PROBLEM TO WORK ON: An identical transcription of the records is required.

SOURCE MATERIAL:
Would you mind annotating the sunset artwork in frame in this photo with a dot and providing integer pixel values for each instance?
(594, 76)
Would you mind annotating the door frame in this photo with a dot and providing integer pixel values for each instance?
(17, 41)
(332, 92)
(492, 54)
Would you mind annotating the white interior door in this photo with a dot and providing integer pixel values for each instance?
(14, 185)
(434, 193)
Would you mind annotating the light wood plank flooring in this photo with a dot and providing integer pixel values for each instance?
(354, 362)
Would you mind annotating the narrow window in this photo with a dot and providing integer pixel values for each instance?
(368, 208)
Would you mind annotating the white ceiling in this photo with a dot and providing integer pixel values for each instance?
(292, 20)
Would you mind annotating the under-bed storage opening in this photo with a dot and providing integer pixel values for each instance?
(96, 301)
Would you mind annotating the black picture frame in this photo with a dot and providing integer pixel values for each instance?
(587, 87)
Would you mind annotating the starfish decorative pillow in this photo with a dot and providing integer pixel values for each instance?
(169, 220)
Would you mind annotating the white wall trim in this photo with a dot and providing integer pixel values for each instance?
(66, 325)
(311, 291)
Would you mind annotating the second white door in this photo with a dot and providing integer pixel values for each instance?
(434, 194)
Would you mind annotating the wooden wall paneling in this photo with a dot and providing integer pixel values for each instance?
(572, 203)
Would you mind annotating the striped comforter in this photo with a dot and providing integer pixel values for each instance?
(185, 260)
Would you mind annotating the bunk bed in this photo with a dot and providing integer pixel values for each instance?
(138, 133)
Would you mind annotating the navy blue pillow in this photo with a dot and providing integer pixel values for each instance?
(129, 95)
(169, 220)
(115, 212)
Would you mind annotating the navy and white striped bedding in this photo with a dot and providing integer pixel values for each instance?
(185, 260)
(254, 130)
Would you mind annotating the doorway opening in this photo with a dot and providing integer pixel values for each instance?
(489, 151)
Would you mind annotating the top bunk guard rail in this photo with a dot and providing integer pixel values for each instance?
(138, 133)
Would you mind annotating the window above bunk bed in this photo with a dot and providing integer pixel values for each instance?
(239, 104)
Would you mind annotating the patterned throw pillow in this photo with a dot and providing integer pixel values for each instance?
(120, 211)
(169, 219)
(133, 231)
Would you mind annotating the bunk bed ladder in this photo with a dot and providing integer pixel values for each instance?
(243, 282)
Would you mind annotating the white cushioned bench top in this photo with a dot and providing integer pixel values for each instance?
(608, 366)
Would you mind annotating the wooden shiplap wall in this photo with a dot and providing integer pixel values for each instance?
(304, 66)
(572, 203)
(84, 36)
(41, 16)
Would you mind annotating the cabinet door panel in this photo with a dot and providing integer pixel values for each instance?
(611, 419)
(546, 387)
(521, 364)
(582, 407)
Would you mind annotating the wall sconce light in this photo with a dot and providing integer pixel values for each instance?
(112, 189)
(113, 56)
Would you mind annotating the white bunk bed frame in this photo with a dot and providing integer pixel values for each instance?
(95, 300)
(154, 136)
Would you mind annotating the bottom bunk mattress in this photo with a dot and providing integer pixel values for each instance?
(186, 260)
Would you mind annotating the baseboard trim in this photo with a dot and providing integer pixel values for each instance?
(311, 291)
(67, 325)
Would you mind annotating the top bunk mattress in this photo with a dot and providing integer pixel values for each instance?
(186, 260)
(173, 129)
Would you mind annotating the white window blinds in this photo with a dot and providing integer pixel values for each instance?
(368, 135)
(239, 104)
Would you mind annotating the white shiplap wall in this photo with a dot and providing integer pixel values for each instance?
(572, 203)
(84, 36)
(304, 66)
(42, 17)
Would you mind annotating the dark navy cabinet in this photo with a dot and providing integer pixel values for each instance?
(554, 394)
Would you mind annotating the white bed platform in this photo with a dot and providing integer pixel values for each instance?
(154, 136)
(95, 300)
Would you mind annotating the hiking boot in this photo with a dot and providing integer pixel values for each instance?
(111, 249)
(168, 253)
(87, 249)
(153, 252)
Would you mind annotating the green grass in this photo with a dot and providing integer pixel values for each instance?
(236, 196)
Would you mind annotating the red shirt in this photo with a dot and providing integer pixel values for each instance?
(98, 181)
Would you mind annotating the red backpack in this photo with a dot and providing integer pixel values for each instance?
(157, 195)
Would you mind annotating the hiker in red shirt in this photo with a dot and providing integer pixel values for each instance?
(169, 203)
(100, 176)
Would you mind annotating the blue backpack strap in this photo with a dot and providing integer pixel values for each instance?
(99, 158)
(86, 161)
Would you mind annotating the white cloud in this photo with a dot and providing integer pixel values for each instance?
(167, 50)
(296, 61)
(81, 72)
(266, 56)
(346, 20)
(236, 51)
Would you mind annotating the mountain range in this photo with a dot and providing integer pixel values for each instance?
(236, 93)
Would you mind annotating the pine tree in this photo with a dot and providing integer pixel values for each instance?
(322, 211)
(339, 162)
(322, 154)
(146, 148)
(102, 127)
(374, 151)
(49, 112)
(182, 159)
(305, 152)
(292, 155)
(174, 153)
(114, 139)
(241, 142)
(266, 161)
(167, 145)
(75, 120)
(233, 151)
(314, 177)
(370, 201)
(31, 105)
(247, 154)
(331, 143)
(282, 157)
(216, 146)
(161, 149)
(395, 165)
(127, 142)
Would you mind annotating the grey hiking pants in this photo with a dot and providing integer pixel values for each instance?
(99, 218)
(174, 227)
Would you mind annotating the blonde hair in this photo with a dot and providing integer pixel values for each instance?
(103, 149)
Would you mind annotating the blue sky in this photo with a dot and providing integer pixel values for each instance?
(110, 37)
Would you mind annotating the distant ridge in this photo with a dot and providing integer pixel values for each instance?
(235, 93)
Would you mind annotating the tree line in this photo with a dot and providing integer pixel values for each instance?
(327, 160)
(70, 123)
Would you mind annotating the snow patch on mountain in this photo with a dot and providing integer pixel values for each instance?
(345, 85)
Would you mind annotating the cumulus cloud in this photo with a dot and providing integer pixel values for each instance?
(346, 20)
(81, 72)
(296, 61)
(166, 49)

TASK RESULT:
Would you mind annotating the sunset artwork in frame in this photo with a dot and providing integer pixel values for each instance?
(594, 76)
Would you mind annotating the door frame in this photo with a dot and providing integer pixel values for each instance?
(17, 41)
(332, 92)
(492, 54)
Would you mind annotating the white interior door in this photo with a dot and providing integer pixel values for each instance?
(14, 185)
(434, 193)
Would you mind annotating the light wood plank flooring in this photo with a dot and providing integer pixel values for each instance?
(354, 362)
Would you mind annotating the narrow window in this photo with a dot and providing integer pixel values for each instance?
(368, 208)
Would you mind annotating the white ceiling in this photo with a dot and providing integer pixel values for each instance?
(292, 20)
Would you mind annotating the under-bed storage opening in this photo with a dot and providing integer pixel values for each instance?
(96, 301)
Would you mind annotating the black picture frame in this photo with a dot and providing integer pixel values for each instance?
(587, 87)
Would you mind annotating the starfish decorative pillow in this photo with a dot and providing integer pixel values for each instance?
(169, 220)
Would you mind annotating the white wall trim in this photo with a dot and providing integer pixel values for each instance?
(66, 325)
(311, 291)
Would you mind annotating the second white door in this photo with a dot and providing integer pixel values for each instance?
(434, 194)
Would you mind annotating the wooden wall paneling in this photo with a dot and providing integer pixel values for each instance?
(572, 203)
Would you mind annotating the striped comforter in this photo with a dot and providing integer pixel values for each instance?
(185, 260)
Would you mind annotating the bunk bed in this photo with a dot and providing integer pixel values for each instance?
(138, 133)
Would you mind annotating the navy blue pillow in this photo with a dot and providing integer pixel values for each instance?
(129, 95)
(169, 220)
(115, 212)
Would you mind annotating the navy and white striped bedding in this photo with a dot and providing integer pixel values for each instance?
(185, 260)
(254, 130)
Would you mind annotating the doorway opening in this photo with a dot and providing integer pixel values for each instance?
(489, 151)
Would you mind annotating the top bunk guard rail in this photo with a dot and providing integer pixel values for each instance?
(138, 133)
Would you mind annotating the window above bunk bed in this photo with a dot and providing integer pixel values for each instance?
(239, 104)
Would you mind annotating the patterned throw pillow in this photo with a dot and providing integer pixel values for each instance?
(120, 211)
(169, 219)
(133, 231)
Would you mind annotating the bunk bed ladder in this photo with a dot and providing integer pixel values for each instance?
(243, 282)
Would you mind annotating the white cushioned bench top in this photo with a dot and providing integer pixel values for each instance?
(608, 366)
Would you mind annotating the wooden shiplap wall in this photo with a dot and providing integer pixel values for each instance?
(304, 66)
(572, 203)
(84, 36)
(41, 16)
Would you mind annotating the cabinet door panel in this photo with a dot and providing integer pixel values for each instance?
(611, 419)
(546, 387)
(521, 364)
(582, 407)
Would you mind annotating the wall sconce light in this photo with a dot and providing integer pixel values for each instance?
(112, 189)
(113, 56)
Would you mind annotating the white bunk bed frame in this photo with a dot and providing integer pixel values for each instance?
(95, 300)
(154, 136)
Would you mind annotating the bottom bunk mattress in this photo with a dot and providing integer pixel values for each instance?
(186, 260)
Would you mind annotating the baseboard trim in this photo with a dot and providing integer pixel values for each instance?
(311, 291)
(67, 325)
Would you mind annotating the top bunk mattress in this photo with a dot and providing integer pixel values for each instance?
(186, 260)
(173, 129)
Would you mind annotating the white window blinds in this photo with a dot and providing integer pixel values for each instance?
(368, 135)
(239, 104)
Would you mind annotating the white shiplap wall in this photo with a dot and providing integer pixel values for each instance?
(572, 203)
(84, 36)
(304, 66)
(42, 17)
Would you mind annotating the dark navy cabinet in this photo with a dot and providing integer pixel values for each instance?
(554, 394)
Would you mind annotating the white bed platform in this photo with a dot and providing integer pixel values for each instance?
(154, 136)
(95, 300)
Would you mind annotating the hiking boot in this photo with a dot and providing integer pixel values for each instance?
(111, 249)
(168, 253)
(87, 249)
(153, 252)
Would you mind annotating the green grass in this photo with a dot and providing integer pixel values for each instance?
(236, 196)
Would you mind annotating the red shirt in this photo with a dot and providing integer pixel values for each instance?
(98, 181)
Would you mind annotating the red backpack in this photo with a dot and providing integer pixel values for each instance?
(157, 195)
Would you mind annotating the hiker in red shirt in this photo with a dot and providing integer pixel values for each instance?
(169, 203)
(100, 176)
Would you mind annotating the blue backpack strap in this photo with a dot and providing integer pixel values for each instance?
(99, 158)
(86, 161)
Would you mind annotating the white cloud in this photo with a dot and providing integer pixel values for each instance?
(167, 50)
(296, 61)
(81, 72)
(266, 56)
(346, 20)
(236, 51)
Would you mind annotating the mountain range in this photo with a dot and providing integer pixel values for each instance?
(236, 93)
Would you mind annotating the pine tree in this photo with a dot and providing integer pixel values for each instance?
(322, 211)
(339, 162)
(322, 154)
(146, 148)
(102, 127)
(374, 151)
(49, 112)
(182, 159)
(305, 152)
(292, 155)
(174, 153)
(114, 139)
(241, 142)
(266, 161)
(167, 145)
(75, 120)
(233, 151)
(314, 177)
(370, 201)
(31, 105)
(247, 154)
(331, 143)
(282, 157)
(216, 146)
(161, 149)
(395, 165)
(127, 142)
Would you mind annotating the grey hiking pants in this photo with a dot and providing integer pixel values for each instance?
(99, 218)
(174, 227)
Would you mind annotating the blonde hair in this photo with a dot and providing integer pixel values for each instance?
(103, 149)
Would you mind annotating the blue sky in this photo with a dot and providing integer pixel values for each instance?
(110, 37)
Would you mind annotating the distant ridge in this photo with a dot and providing integer pixel values for each instance?
(235, 93)
Would you mind annotating the tree line in this photo with a dot and providing integer pixel values for each instance?
(327, 160)
(70, 123)
Would you mind annotating the snow patch on mountain in this photo with a dot and providing integer pixel values for each instance?
(345, 85)
Would you mind annotating the cumulus cloud in this photo with a dot and providing integer pixel values for each instance?
(346, 20)
(81, 72)
(296, 61)
(166, 49)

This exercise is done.